=== Information given ===

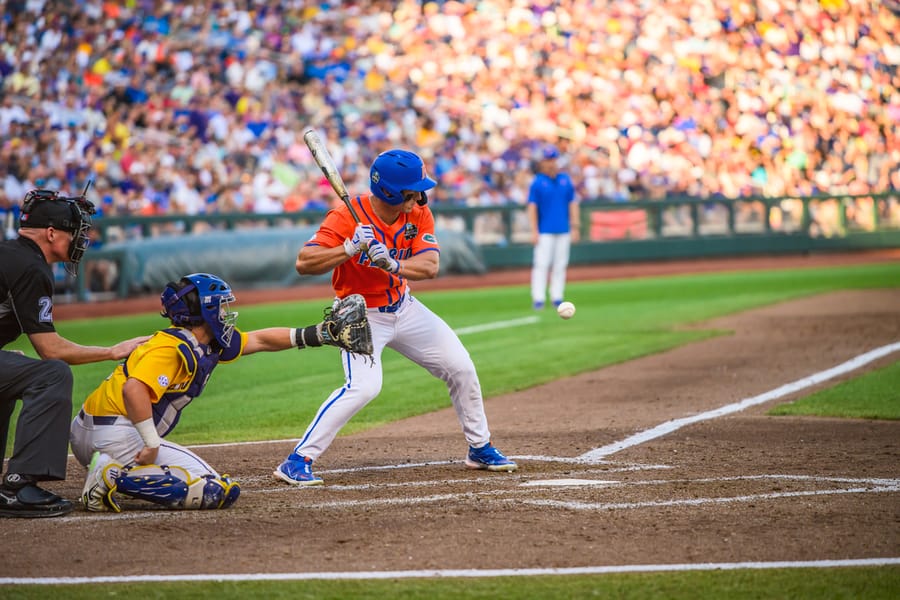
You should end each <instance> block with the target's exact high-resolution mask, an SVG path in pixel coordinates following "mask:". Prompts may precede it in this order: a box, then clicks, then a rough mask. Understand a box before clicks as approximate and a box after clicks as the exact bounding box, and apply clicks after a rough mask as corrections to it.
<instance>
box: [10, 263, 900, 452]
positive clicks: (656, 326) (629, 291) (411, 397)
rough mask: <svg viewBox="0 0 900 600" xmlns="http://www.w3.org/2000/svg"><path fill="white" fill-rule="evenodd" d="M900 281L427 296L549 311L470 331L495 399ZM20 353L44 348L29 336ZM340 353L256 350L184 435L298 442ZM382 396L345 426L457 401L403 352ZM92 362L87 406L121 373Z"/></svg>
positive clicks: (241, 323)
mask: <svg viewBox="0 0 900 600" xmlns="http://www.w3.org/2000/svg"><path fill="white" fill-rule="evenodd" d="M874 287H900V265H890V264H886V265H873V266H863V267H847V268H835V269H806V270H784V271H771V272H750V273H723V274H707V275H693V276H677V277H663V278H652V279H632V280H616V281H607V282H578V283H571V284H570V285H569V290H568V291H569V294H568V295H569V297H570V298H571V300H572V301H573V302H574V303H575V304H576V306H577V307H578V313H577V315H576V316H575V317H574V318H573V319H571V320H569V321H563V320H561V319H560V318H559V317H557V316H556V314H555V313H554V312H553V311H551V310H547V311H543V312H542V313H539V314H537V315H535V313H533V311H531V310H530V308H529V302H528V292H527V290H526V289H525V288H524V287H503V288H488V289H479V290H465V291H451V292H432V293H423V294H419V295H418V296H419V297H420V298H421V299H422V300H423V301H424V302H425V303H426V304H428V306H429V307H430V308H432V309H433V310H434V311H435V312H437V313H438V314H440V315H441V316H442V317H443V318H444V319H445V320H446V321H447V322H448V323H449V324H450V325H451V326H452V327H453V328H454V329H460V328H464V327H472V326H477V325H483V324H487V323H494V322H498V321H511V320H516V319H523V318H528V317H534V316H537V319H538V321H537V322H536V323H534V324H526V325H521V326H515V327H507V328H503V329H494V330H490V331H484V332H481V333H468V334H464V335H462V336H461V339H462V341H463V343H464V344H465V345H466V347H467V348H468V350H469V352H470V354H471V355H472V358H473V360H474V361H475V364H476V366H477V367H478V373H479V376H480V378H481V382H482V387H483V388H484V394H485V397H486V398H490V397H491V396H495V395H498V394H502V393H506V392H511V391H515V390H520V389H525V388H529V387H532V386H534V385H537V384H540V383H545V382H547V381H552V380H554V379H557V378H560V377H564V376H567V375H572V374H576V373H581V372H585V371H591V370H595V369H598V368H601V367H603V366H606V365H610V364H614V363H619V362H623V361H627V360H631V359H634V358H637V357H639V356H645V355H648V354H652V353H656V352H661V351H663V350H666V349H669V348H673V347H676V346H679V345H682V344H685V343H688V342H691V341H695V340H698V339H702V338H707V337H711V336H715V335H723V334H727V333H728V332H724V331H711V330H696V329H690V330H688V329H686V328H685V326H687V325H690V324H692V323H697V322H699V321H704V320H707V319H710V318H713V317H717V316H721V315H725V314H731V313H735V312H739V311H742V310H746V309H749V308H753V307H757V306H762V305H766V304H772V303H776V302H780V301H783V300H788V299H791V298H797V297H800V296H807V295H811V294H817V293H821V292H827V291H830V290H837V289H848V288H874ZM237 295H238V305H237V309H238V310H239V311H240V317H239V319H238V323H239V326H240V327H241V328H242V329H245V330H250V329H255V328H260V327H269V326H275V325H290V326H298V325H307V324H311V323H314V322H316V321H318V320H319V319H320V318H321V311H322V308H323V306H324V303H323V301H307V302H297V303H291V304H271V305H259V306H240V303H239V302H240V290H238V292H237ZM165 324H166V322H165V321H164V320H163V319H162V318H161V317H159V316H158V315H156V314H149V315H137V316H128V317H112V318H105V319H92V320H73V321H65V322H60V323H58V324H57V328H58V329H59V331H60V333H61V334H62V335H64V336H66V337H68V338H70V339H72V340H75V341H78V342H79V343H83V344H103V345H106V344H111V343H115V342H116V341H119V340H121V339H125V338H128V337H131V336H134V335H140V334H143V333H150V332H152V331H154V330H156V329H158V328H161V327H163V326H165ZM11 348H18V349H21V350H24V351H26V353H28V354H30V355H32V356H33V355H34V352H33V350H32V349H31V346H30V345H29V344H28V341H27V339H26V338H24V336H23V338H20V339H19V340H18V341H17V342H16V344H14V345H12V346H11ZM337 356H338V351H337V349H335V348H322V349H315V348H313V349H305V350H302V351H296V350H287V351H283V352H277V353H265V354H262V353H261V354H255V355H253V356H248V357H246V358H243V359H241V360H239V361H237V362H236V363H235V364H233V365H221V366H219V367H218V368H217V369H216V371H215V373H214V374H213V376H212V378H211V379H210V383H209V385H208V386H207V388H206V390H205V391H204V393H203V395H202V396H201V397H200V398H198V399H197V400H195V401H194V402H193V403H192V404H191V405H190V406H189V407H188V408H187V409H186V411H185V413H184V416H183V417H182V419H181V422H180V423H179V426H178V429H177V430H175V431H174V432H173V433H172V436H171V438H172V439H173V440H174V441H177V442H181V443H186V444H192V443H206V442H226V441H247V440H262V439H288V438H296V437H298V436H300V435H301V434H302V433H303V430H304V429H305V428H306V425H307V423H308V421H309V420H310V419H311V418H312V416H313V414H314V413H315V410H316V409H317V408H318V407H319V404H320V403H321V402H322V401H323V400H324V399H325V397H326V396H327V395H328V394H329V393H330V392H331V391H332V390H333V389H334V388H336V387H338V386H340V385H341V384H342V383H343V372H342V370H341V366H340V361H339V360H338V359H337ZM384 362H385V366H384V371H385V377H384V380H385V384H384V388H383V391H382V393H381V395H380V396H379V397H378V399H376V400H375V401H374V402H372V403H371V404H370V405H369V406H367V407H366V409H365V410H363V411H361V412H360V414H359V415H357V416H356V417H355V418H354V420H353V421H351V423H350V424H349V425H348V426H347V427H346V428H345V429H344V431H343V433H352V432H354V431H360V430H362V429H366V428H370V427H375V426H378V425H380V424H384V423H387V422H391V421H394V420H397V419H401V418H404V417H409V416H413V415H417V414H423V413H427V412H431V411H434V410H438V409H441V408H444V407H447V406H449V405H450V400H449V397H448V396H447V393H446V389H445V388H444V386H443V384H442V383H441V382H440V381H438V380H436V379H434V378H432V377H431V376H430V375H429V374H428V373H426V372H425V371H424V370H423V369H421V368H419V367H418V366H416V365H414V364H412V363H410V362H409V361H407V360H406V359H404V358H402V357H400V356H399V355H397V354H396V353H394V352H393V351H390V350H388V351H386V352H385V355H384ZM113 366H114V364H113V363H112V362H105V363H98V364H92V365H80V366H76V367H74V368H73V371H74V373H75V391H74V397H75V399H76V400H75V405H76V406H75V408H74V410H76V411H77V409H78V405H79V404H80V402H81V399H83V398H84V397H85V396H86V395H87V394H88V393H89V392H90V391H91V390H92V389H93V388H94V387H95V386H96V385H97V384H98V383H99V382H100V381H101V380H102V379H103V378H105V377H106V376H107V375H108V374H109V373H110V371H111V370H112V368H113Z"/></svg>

===

**Exercise description:**
Reply with the number of lines in the entries that hold the word "instance", and add no other words.

**Solution to the problem:**
2